■ SOURCE EXCERPT:
-- begin --

11. A downhole assembly according to claim 10 wherein the at least one key member is connected on the first spider or the second spider.
12. A downhole assembly according to claim 1 comprising a locking mechanism wherein the locking mechanism comprises a locking member in the bore, the locking member coupled to the section above the first spider and tightly clamping against the first spider.
13. A downhole assembly according to claim 1 wherein the downhole probe comprises an electronics package.
14. A downhole assembly according to claim 1 wherein the downhole probe comprises a cylindrical housing.
15. A downhole assembly according to claim 1 wherein the downhole probe has a length in the range of 1 to 20 meters.
16. A downhole assembly according to claim 1 wherein the section comprises a first landing lower than an uphole end of the probe and a second landing adjacent a downhole end of the probe, the second spider is configured to engage the second landing and the first spider is configured to be spaced away from the first landing.
17. A downhole assembly according to claim 16 comprising a locking mechanism comprising a locking member in the bore, the locking member coupled to the section above the first spider and tightly clamping against the first spider.

-- end --

■ INFORMATION SHOWN:
-- begin --

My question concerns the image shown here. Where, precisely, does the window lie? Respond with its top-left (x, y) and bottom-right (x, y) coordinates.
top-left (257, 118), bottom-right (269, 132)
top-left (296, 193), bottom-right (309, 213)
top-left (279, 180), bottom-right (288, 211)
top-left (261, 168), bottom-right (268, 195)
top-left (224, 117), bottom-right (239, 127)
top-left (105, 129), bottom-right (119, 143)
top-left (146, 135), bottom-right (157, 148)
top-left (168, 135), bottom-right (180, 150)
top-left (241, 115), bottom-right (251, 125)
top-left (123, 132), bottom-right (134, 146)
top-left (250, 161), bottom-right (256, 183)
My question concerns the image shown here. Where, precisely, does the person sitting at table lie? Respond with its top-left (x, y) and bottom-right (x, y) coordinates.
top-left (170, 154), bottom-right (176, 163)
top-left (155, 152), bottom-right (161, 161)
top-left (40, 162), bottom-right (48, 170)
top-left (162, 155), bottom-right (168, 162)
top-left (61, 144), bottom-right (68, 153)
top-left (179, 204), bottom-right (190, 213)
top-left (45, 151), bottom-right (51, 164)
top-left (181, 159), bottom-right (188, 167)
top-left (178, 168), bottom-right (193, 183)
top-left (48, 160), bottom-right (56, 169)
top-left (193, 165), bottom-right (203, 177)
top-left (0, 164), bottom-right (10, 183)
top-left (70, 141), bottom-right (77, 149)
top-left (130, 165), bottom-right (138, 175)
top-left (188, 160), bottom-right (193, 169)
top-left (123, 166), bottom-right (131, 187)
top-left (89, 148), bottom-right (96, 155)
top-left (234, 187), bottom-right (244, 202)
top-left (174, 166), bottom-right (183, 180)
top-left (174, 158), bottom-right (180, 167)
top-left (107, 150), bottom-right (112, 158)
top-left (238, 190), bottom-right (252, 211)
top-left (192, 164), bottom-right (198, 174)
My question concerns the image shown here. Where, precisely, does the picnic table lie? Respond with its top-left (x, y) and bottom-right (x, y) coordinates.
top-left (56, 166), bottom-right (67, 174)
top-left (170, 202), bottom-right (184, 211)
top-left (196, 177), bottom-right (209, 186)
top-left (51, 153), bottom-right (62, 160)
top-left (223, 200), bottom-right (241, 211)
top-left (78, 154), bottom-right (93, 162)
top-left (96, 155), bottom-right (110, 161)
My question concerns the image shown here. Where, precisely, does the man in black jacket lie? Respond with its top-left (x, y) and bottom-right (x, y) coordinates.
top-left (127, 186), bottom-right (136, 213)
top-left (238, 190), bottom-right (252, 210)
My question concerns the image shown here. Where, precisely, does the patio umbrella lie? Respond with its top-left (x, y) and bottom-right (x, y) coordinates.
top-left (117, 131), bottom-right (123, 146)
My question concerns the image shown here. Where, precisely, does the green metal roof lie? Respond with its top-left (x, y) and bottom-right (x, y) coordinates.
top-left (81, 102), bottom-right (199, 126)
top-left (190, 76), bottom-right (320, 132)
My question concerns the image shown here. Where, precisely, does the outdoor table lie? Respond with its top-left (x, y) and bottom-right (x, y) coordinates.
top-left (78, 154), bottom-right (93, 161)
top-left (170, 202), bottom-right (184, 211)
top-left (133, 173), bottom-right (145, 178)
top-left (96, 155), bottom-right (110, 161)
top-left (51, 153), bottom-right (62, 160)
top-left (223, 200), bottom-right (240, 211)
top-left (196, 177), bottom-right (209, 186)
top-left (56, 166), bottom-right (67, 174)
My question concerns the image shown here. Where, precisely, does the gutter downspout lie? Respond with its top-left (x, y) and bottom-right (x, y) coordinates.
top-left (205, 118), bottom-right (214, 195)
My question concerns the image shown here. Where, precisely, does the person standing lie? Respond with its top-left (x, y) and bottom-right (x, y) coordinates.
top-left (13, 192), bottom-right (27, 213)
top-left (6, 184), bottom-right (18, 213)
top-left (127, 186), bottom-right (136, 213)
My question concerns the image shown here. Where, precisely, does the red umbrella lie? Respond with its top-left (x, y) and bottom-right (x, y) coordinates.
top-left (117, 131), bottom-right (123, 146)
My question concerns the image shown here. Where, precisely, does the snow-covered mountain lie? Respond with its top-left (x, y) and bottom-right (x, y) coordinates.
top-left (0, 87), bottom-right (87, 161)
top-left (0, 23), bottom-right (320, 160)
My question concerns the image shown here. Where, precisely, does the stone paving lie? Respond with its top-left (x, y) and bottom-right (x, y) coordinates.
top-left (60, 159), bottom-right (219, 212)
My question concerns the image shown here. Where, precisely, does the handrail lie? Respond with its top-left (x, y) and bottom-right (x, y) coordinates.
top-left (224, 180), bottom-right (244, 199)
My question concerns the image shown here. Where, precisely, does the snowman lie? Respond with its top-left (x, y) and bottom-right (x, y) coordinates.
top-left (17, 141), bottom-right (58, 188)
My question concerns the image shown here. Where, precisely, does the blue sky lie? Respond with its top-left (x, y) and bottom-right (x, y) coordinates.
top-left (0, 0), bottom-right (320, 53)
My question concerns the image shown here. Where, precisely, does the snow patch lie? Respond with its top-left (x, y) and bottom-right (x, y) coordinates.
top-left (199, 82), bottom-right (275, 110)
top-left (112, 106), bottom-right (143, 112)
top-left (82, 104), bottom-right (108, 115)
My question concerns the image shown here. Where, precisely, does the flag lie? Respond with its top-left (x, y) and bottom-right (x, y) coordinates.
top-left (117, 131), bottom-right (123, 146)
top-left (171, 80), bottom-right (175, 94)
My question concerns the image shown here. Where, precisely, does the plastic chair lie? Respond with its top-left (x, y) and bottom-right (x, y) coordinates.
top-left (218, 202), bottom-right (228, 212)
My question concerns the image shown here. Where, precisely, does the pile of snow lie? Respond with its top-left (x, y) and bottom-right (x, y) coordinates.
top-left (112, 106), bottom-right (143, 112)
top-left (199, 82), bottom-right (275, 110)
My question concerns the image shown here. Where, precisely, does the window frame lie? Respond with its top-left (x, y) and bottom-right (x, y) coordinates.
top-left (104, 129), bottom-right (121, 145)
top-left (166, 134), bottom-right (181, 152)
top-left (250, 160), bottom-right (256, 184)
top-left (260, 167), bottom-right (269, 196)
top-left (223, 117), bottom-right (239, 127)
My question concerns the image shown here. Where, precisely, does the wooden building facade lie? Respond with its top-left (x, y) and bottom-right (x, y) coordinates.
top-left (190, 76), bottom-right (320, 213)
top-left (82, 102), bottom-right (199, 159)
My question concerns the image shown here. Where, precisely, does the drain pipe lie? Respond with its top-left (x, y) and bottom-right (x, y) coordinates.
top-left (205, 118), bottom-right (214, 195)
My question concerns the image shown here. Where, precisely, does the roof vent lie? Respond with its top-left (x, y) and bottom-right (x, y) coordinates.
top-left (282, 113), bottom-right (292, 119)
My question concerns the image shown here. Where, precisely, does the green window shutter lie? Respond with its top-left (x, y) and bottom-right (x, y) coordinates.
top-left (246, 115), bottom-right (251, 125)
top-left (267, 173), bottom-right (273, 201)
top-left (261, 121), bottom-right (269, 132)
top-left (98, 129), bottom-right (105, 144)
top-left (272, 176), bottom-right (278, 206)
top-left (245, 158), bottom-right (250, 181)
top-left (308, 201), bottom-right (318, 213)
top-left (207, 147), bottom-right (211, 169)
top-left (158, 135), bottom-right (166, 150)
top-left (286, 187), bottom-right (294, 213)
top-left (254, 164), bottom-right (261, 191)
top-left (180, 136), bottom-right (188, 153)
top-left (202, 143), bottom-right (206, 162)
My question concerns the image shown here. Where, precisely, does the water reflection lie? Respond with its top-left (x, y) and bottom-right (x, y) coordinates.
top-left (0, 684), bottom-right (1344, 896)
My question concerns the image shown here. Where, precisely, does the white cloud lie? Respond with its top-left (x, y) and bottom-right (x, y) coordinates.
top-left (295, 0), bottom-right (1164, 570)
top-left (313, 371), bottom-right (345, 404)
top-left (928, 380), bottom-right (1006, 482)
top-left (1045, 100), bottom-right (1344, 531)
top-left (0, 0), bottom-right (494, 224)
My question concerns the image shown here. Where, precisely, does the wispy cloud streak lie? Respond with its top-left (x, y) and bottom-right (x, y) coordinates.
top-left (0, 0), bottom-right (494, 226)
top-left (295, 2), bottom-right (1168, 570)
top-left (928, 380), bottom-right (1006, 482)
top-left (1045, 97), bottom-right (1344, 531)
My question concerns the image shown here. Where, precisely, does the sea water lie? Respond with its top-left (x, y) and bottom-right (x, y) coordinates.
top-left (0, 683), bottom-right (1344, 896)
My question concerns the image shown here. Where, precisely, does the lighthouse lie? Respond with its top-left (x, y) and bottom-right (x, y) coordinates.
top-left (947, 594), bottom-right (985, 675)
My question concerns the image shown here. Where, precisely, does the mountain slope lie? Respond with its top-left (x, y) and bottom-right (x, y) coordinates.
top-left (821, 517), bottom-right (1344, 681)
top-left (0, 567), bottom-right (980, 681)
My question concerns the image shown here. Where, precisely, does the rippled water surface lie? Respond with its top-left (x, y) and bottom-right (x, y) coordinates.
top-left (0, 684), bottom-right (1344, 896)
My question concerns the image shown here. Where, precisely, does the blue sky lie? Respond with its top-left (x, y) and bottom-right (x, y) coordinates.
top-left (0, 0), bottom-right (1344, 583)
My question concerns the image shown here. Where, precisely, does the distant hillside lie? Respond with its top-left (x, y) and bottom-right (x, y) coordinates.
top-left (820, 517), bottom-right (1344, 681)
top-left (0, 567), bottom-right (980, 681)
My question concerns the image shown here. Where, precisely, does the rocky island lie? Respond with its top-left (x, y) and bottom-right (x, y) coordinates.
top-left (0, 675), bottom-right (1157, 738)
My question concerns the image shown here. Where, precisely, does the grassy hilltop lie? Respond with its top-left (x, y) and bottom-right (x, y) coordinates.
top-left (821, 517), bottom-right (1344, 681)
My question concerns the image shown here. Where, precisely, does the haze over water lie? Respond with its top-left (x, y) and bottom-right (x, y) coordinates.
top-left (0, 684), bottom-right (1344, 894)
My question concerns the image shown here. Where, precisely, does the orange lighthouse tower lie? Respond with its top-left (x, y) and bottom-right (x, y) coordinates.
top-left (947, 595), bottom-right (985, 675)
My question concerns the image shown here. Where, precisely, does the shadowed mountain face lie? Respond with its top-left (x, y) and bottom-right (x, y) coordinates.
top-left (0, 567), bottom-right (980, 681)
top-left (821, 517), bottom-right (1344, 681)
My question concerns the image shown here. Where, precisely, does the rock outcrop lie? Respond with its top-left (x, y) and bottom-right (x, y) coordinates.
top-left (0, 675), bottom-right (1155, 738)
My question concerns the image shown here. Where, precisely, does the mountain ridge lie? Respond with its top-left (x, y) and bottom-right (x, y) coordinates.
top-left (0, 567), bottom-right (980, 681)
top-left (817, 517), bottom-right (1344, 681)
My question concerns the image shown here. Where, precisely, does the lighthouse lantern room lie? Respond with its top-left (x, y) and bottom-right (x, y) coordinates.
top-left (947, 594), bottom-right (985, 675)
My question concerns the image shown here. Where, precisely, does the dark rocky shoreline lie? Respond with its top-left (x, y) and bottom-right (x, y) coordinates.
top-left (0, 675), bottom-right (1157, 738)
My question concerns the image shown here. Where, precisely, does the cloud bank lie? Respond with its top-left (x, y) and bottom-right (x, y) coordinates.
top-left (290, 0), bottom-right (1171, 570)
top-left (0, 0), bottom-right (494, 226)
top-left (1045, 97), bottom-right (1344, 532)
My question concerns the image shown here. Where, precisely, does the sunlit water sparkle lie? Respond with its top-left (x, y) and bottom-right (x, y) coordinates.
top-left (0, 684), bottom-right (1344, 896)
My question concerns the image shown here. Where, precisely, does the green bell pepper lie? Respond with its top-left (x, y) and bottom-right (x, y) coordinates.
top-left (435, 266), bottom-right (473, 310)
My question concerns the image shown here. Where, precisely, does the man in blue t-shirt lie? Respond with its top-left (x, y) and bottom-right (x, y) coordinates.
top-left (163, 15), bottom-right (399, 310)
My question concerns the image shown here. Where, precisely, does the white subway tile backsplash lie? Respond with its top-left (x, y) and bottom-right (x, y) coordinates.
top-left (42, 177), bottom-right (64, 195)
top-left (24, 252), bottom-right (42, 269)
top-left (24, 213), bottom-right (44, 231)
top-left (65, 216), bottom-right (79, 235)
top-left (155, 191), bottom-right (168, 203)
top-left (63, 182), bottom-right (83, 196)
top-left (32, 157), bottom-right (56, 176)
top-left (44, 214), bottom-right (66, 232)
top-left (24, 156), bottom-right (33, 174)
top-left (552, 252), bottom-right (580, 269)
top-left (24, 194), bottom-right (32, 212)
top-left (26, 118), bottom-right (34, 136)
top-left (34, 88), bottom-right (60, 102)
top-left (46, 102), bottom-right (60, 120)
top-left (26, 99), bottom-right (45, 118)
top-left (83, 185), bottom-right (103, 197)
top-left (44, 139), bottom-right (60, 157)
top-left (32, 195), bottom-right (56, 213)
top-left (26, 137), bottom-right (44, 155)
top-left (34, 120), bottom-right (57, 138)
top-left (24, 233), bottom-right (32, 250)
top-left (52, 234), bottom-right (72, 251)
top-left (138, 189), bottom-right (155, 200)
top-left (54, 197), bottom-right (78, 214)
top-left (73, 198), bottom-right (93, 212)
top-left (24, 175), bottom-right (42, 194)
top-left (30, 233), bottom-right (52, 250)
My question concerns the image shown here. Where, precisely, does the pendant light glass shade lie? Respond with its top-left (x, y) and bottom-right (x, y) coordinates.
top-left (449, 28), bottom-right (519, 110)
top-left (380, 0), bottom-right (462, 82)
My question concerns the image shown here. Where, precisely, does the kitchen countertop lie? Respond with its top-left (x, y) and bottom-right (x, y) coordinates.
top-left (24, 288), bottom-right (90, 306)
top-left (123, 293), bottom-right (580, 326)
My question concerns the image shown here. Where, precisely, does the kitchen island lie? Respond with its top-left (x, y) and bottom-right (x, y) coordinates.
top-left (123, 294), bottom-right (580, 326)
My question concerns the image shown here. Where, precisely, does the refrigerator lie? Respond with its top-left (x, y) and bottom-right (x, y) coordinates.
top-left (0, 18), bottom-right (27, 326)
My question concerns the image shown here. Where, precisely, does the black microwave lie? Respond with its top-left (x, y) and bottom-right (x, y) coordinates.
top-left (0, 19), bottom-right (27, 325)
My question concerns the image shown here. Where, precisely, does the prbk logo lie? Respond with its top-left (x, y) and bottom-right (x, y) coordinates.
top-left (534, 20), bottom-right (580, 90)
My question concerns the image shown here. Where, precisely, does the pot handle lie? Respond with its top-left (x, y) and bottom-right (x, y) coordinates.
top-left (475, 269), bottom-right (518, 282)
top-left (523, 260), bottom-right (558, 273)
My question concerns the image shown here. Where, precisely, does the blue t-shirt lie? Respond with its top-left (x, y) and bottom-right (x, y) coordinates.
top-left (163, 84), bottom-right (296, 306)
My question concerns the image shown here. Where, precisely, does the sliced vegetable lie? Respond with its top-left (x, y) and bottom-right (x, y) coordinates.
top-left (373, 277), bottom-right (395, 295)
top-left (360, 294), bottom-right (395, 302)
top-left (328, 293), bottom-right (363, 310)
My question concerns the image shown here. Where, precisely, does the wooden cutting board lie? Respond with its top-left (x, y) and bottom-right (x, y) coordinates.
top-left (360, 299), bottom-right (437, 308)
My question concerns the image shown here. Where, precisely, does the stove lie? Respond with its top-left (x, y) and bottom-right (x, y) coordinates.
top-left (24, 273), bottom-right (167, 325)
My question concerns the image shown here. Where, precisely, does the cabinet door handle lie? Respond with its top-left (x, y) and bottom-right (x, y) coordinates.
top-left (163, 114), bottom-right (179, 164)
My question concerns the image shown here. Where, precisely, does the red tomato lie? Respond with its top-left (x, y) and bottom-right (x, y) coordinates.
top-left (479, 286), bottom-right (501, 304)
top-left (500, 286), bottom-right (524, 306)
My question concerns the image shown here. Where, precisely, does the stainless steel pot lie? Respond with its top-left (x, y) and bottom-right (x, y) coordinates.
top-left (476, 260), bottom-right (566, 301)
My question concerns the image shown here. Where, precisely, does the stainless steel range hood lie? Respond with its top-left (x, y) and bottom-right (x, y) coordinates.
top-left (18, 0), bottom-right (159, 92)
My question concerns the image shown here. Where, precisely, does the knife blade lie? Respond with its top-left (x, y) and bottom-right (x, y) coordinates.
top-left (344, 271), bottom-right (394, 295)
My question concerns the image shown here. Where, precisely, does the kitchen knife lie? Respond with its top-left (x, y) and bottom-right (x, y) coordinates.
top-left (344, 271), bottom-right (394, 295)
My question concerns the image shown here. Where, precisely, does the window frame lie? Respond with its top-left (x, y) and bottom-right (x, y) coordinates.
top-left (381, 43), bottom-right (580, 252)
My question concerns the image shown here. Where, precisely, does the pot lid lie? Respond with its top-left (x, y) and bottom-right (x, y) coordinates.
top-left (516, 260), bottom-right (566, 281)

-- end --

■ SHORT PROBLEM 1:
Copy the stretch of the downhole assembly claims from "12. A downhole" through "an electronics package." word for word.
■ SHORT PROBLEM 2:
According to the downhole assembly claims, how does the locking mechanism in claim 12 act on the first spider? Answer in one to three sentences.
■ SHORT PROBLEM 3:
List the number of every claim in the downhole assembly claims that refers directly to claim 1.

■ WRITTEN ANSWER 1:
12. A downhole assembly according to claim 1 comprising a locking mechanism wherein the locking mechanism comprises a locking member in the bore, the locking member coupled to the section above the first spider and tightly clamping against the first spider.
13. A downhole assembly according to claim 1 wherein the downhole probe comprises an electronics package.

■ WRITTEN ANSWER 2:
The locking mechanism has a locking member in the bore. That member is coupled to the section above the first spider and clamps tightly against the first spider.

■ WRITTEN ANSWER 3:
12, 13, 14, 15, 16